# Directions for this task
Keep the images out and copy every entry below exactly.

#### Data to process ####

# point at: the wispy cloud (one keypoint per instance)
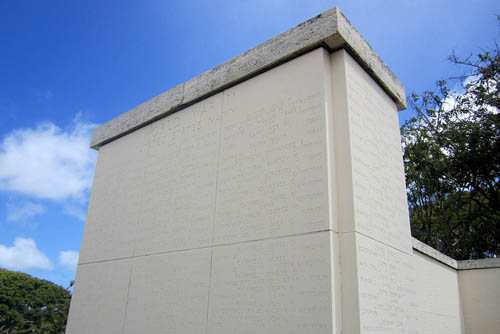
(24, 210)
(75, 211)
(69, 259)
(48, 162)
(23, 255)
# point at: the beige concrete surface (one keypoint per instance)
(329, 29)
(169, 293)
(280, 285)
(437, 296)
(179, 183)
(369, 158)
(116, 201)
(99, 298)
(273, 177)
(480, 294)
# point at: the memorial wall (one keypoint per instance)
(266, 196)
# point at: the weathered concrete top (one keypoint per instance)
(330, 30)
(458, 265)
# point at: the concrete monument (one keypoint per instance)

####

# Result for this exercise
# point at: the wispy cloud (one keypoint per instance)
(24, 210)
(75, 211)
(69, 259)
(48, 162)
(23, 255)
# point at: the beige concrete surface (one keypoint per instance)
(329, 29)
(169, 293)
(280, 285)
(437, 296)
(179, 183)
(369, 158)
(116, 201)
(99, 298)
(273, 177)
(480, 294)
# point at: the memorial wall (one keypoint per instance)
(266, 196)
# point at: the weathered concrete top (one keypoint per instance)
(330, 30)
(458, 265)
# point at: the concrete monument (one keypoint per instance)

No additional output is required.